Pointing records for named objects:
— begin —
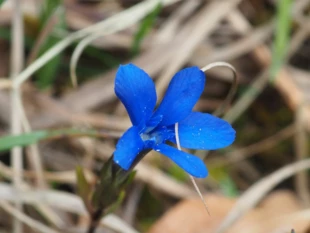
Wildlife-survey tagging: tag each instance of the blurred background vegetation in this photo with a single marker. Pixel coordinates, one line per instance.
(60, 126)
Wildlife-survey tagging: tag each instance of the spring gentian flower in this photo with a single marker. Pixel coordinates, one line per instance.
(153, 129)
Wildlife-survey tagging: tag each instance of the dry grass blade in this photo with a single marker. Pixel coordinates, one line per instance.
(255, 193)
(202, 25)
(65, 201)
(25, 219)
(256, 148)
(125, 19)
(301, 153)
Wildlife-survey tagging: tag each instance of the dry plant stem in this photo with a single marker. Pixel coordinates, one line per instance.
— end —
Directions:
Copy out every line of the records above word for word, leaving out the pictures.

Output of the exercise:
Wildlife-survey tagging: tag each instance of the blurred background vegetation in this photo with a single marker. Pixel coordinates, one line per instance.
(60, 126)
Wildlife-survey tagging: tag each instance of the spring gentian flower in this photo with a single marker. Pixel coordinates, one line per instance.
(153, 129)
Wildlife-survey tagging: tag each instance of the dry grass blade in this photo with a single marker. Pixel coordinates, one line per instance.
(255, 193)
(202, 25)
(65, 201)
(25, 219)
(256, 148)
(125, 19)
(301, 153)
Wildlife-survey tagging: tag each instance of the dry plant stem in this photo with a single marker. Pixel coordinates, one line per instance.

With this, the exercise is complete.